• Qué se necesita
Transcribe sin cambios el pasaje del artículo sobre Tadeo Moraçaba que empieza con "Tadeo Moraçaba, el" y sigue hasta "celebrarse como inmortales.".
──────── Fragmento seleccionado ────────
Tadeo Moraçaba, el escritor
14/03/2010
- Opinión
Conocí a Tadeo Moraçaba en Belo Horizonte, en los tiempos en que reporteros y editores confraternizaban cada tarde en la Gruta Metrópole, en la calle de la Bahía. Su sueño era ser reconocido como escritor.
Hace años que se empeñaba en escribir su primera novela, convencido de que así pasaría a integrar esa brillante galaxia de seres inteligentes y creativos que, sin miedo al ridículo, se dan incluso el derecho a celebrarse como inmortales.
Tadeo Moraçaba tenía la certeza de que si hubiera nacido en París en 1780, o en San Petersburgo en 1840 no se quedaría inclinado sobre la máquina de escribir en espera de la inspiración.
Hay escritores que son, antes que todo, sus principales personajes. Ya nacen en épocas y lugares imantados de clima literario. Tadeo creía que para James Joyce tuvo que haber sido fácil dejar fluir el enredo de Ulises que, como una ola de calor que se desprende del suelo, emergía de las calles de Dublín.
──────── Extractos de datos ────────
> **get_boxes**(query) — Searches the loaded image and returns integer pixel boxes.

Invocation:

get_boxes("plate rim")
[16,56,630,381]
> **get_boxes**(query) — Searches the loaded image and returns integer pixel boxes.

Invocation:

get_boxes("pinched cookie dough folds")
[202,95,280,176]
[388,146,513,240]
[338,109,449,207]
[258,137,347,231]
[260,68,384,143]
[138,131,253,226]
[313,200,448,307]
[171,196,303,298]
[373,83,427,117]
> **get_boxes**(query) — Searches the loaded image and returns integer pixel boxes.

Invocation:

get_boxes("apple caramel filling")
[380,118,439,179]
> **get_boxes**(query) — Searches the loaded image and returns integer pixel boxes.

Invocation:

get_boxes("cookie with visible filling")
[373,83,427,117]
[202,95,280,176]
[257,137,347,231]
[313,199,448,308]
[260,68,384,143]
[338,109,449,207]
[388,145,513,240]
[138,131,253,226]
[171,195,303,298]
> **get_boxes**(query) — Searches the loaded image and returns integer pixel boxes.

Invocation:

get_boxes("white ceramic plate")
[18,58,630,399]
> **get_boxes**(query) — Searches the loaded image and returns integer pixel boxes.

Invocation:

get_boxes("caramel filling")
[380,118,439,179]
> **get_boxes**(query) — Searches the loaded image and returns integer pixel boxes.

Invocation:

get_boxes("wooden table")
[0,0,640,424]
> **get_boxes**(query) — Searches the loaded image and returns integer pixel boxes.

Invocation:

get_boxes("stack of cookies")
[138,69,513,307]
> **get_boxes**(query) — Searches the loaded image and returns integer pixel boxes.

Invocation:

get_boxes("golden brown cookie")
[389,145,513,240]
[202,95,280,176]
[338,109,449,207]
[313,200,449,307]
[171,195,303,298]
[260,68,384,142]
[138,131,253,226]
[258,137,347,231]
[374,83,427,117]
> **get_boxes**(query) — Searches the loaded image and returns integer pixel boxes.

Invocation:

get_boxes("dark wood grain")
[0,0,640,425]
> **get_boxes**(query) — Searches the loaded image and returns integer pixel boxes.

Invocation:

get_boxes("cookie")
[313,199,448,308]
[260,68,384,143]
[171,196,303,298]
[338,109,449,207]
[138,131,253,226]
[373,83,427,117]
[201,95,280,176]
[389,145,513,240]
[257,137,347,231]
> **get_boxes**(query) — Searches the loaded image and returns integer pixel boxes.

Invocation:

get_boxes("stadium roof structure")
────────
• Respuesta del ejercicio
Tadeo Moraçaba, el escritor
14/03/2010
- Opinión
Conocí a Tadeo Moraçaba en Belo Horizonte, en los tiempos en que reporteros y editores confraternizaban cada tarde en la Gruta Metrópole, en la calle de la Bahía. Su sueño era ser reconocido como escritor.
Hace años que se empeñaba en escribir su primera novela, convencido de que así pasaría a integrar esa brillante galaxia de seres inteligentes y creativos que, sin miedo al ridículo, se dan incluso el derecho a celebrarse como inmortales.